_Tantangan 1_:
Kembalikan tanpa perubahan sedikit pun baris-baris data latihan di bawah ini, mulai dari baris yang memuat "Report the position of every instance of the green foliage" sampai dengan baris yang memuat "pixel 281 141", termasuk kedua baris tersebut, dan hanya baris-baris itu saja.

Perempuan berdarah Batak  ini dengan tak putus-putus mendorong para anggota untuk semangat meneruskan kerja-kerja pertanian yang ramah iklim.
Sebagai ketua kelompok, perempuan yang beranggotakan sekitar 25 perempuan dan  laki-laki, tak sungkan-sungkan membuat pupuk organik di lahan pertaniannya yang cukup luas.
Walau sibuk ibu ini selalu ada waktu bagi kelompoknya untuk melakukan kegiatan-kegiatan pertanian di desanya. Apa yang sudah dilakukannya?
Menganekaragamkan Tanaman di Lahan
Saat berkunjung lahan bu Riama, paling sedikit ada 8 jenis tanaman di lahannya. Ada jagung, padi, cabe, kacang panjang, terong, sawi, kangkung atau tanaman lainnya. Upaya tumpang sari, wanatani ini menurutnya sangat bagus karena beliau bisa memperoleh pendapatan secara bergantian. Belum lagi dari hasil tanaman keras seperti cengkeh, jengkol, durian, coklat miliknya. Panen 3-5 kg cukup untuk memenuhi kebutuhan pangan harian. Apalagi dengan harga coklat, cengkeh yang saat ini meningkat. Saat tanaman muda belum berbuah, beliau mengumpulkan cengkeh hanya untuk sekedar 2-3 kilogram dengan harga 90 ribu/kg. Lumayan 210.000 rupiah sudah dapat dengan menjualnya ke agen.

_Bahan Latihan_:
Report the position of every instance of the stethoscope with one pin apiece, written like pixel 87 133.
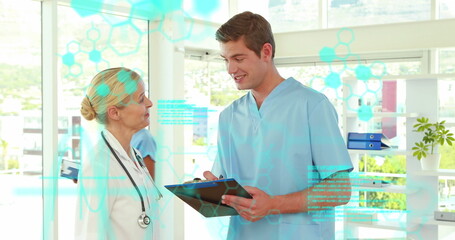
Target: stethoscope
pixel 143 220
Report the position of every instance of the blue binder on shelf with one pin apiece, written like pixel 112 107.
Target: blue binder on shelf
pixel 367 141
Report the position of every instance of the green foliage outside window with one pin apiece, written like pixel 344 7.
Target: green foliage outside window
pixel 391 164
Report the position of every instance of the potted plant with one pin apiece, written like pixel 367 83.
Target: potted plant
pixel 435 134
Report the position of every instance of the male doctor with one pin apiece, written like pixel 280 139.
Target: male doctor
pixel 281 141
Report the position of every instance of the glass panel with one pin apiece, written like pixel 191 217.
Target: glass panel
pixel 209 87
pixel 285 15
pixel 446 9
pixel 342 13
pixel 447 60
pixel 20 120
pixel 88 45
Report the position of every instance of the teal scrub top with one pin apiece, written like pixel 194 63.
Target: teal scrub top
pixel 291 143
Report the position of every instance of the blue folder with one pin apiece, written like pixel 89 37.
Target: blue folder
pixel 367 141
pixel 366 145
pixel 69 169
pixel 205 197
pixel 376 137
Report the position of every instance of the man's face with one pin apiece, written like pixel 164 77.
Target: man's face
pixel 245 67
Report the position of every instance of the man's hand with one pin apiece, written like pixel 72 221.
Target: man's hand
pixel 209 176
pixel 254 209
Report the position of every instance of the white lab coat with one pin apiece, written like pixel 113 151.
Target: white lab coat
pixel 108 205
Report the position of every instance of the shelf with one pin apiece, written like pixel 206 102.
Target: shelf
pixel 397 226
pixel 385 114
pixel 390 189
pixel 440 172
pixel 410 77
pixel 389 151
pixel 429 220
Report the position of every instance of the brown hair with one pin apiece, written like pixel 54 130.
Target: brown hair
pixel 110 87
pixel 255 29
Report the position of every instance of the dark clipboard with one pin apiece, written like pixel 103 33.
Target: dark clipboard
pixel 205 197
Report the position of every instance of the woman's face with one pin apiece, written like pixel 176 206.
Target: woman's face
pixel 135 114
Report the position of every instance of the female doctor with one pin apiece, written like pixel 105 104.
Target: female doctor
pixel 116 194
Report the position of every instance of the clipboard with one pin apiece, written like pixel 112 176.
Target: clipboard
pixel 205 197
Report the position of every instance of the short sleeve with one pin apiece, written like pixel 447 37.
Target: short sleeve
pixel 328 148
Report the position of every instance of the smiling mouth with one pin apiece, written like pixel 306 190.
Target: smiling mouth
pixel 238 78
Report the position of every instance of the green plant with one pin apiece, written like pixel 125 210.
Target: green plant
pixel 434 134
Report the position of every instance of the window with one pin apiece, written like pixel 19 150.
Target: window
pixel 89 45
pixel 285 15
pixel 20 120
pixel 213 11
pixel 367 12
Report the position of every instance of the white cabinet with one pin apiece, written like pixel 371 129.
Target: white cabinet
pixel 415 96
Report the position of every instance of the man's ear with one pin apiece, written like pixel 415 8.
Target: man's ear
pixel 113 113
pixel 267 51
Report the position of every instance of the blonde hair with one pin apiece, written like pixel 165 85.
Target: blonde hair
pixel 110 87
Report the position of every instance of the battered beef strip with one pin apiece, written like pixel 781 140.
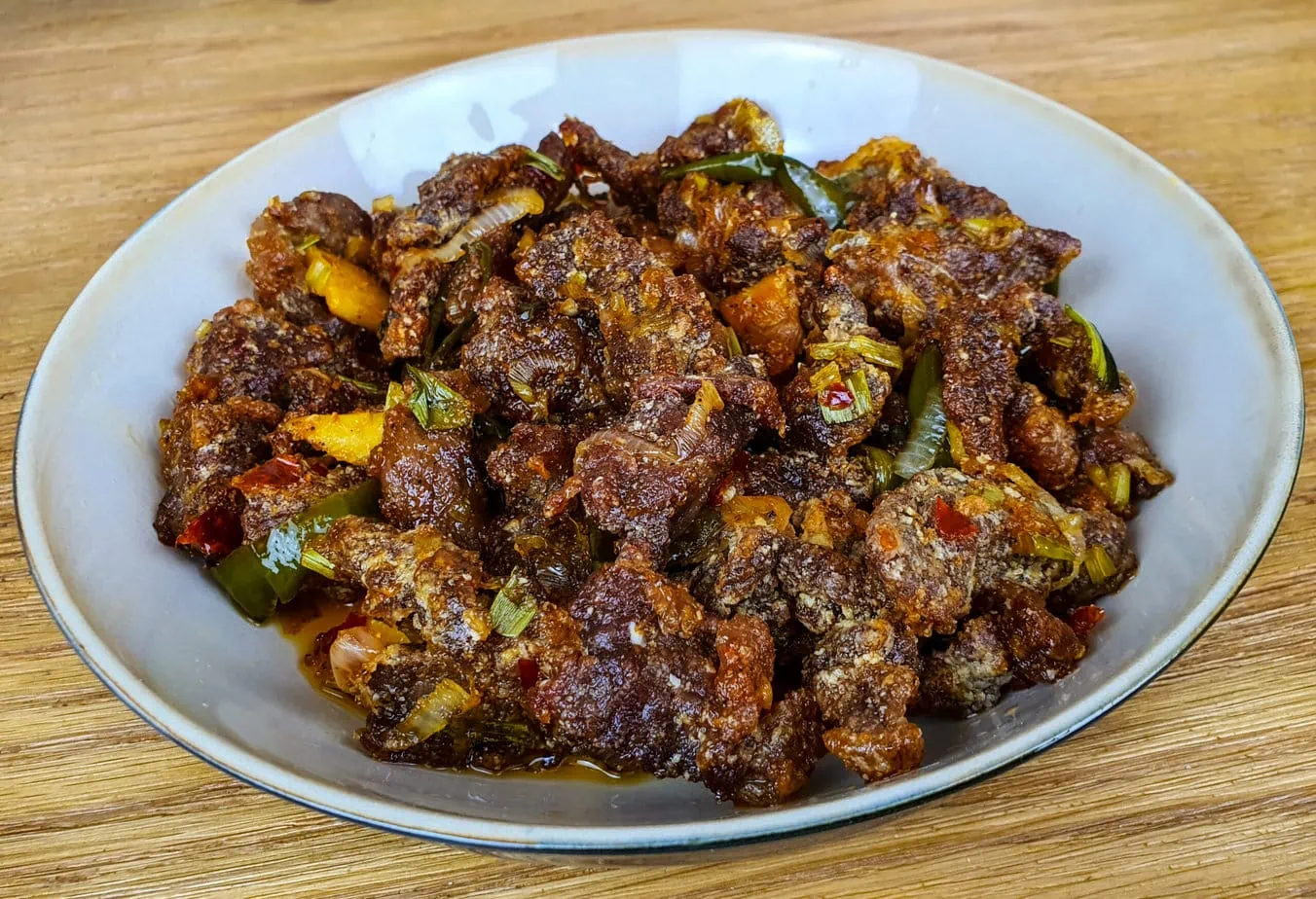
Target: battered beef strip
pixel 653 323
pixel 257 351
pixel 432 476
pixel 862 675
pixel 660 687
pixel 646 477
pixel 899 186
pixel 209 440
pixel 279 238
pixel 533 361
pixel 284 485
pixel 464 185
pixel 416 581
pixel 731 235
pixel 636 181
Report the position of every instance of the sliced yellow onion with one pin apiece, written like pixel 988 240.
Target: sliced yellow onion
pixel 508 205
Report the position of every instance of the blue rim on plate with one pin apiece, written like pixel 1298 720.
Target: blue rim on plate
pixel 661 840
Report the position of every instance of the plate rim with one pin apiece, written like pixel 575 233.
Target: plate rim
pixel 662 839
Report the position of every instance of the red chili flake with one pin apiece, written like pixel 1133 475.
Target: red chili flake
pixel 279 471
pixel 215 532
pixel 836 396
pixel 325 638
pixel 952 524
pixel 530 671
pixel 1084 619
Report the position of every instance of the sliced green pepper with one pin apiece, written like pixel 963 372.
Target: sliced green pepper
pixel 814 193
pixel 928 432
pixel 258 577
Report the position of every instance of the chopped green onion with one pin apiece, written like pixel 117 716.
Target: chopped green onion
pixel 1099 565
pixel 258 577
pixel 881 462
pixel 860 400
pixel 314 560
pixel 928 433
pixel 815 194
pixel 1120 485
pixel 1046 548
pixel 1103 361
pixel 887 355
pixel 448 347
pixel 432 713
pixel 513 607
pixel 733 347
pixel 434 405
pixel 318 274
pixel 548 166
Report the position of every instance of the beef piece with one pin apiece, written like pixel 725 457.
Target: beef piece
pixel 206 443
pixel 800 474
pixel 415 579
pixel 1040 437
pixel 653 323
pixel 251 350
pixel 944 544
pixel 530 463
pixel 1110 532
pixel 533 361
pixel 429 477
pixel 970 674
pixel 897 185
pixel 862 678
pixel 776 761
pixel 277 268
pixel 979 347
pixel 766 317
pixel 286 485
pixel 802 400
pixel 1105 447
pixel 463 186
pixel 636 179
pixel 646 477
pixel 658 687
pixel 731 235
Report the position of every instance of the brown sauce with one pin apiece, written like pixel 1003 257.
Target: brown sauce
pixel 309 616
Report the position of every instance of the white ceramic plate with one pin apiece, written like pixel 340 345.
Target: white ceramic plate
pixel 1174 290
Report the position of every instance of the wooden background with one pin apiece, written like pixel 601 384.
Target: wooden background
pixel 1206 782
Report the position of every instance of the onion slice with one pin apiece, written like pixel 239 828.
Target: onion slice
pixel 505 207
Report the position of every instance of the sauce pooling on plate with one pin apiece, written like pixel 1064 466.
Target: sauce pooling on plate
pixel 699 462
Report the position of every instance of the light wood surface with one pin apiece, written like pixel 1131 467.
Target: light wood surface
pixel 1203 783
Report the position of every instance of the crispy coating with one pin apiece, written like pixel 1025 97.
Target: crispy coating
pixel 429 477
pixel 202 448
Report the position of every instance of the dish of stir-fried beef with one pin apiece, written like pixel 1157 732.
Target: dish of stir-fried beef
pixel 700 462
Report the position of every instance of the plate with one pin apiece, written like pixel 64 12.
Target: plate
pixel 1174 290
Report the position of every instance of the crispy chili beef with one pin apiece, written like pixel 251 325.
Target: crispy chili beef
pixel 699 461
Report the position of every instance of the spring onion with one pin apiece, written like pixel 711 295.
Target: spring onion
pixel 1103 361
pixel 887 355
pixel 882 465
pixel 513 605
pixel 535 160
pixel 1099 565
pixel 814 193
pixel 928 433
pixel 258 577
pixel 432 713
pixel 434 405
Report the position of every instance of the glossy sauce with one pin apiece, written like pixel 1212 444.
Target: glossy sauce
pixel 307 618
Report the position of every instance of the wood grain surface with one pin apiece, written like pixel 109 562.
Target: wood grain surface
pixel 1203 783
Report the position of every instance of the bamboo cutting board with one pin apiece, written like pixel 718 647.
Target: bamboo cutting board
pixel 1203 783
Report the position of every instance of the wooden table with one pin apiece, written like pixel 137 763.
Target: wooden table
pixel 1203 783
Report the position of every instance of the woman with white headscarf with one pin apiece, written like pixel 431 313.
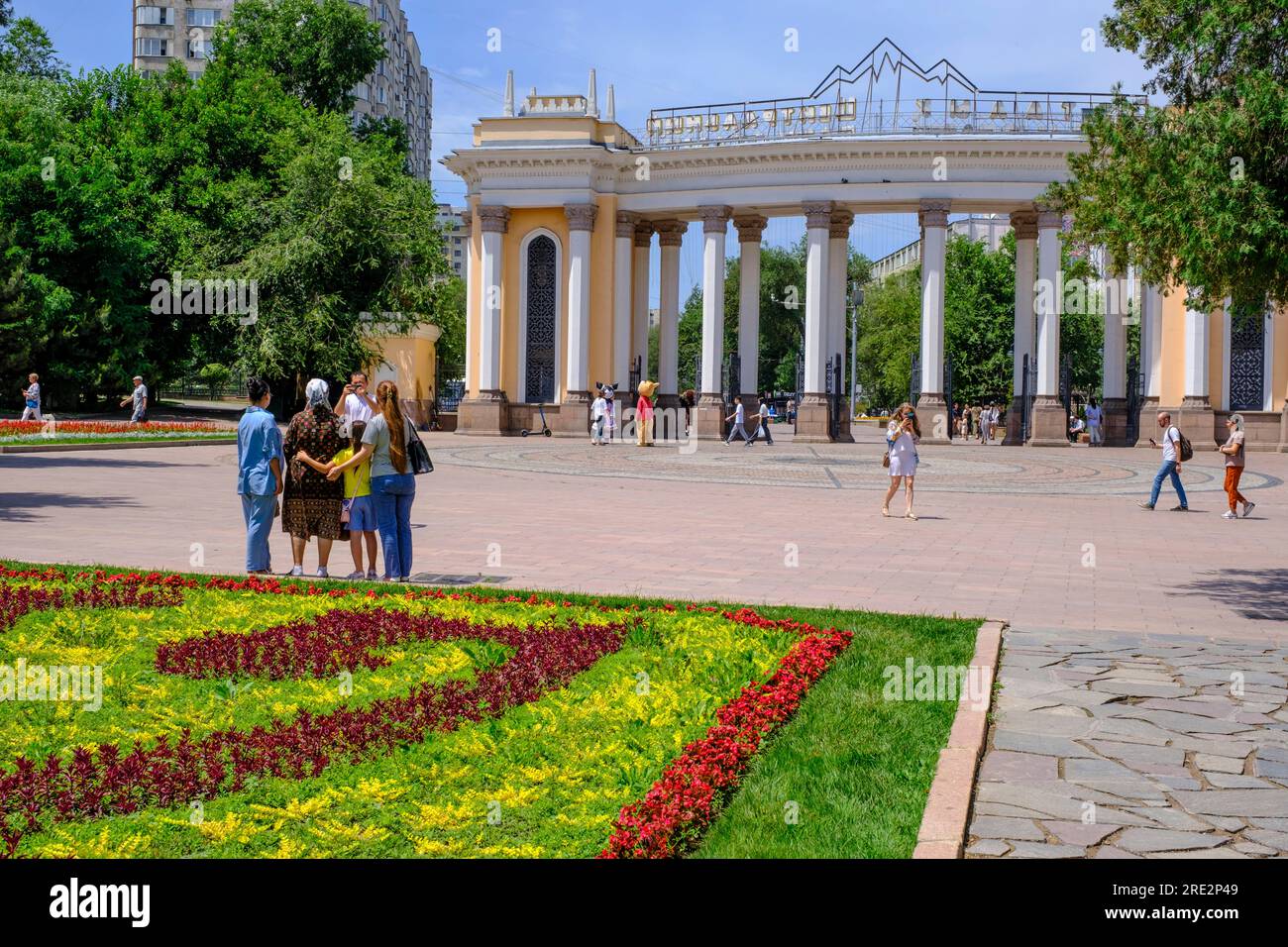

_Tantangan 2_:
Ketik ulang tanpa perubahan bagian artikel tentang pertanian ramah iklim yang diawali dengan kata-kata "Sebagai ketua kelompok, perempuan" dan diakhiri dengan "yang cukup luas.".

_Jawaban Benar 1_:
Report the position of every instance of the green foliage outside window with one pin apiece, written like pixel 344 7.
Target: green foliage outside window
pixel 391 164
Report the position of every instance of the potted plant with one pin apiece, written like pixel 367 83.
Target: potted plant
pixel 435 134
Report the position of every instance of the male doctor with one pin apiece, written like pixel 280 139.
Target: male doctor
pixel 281 141

_Jawaban Benar 2_:
Sebagai ketua kelompok, perempuan yang beranggotakan sekitar 25 perempuan dan  laki-laki, tak sungkan-sungkan membuat pupuk organik di lahan pertaniannya yang cukup luas.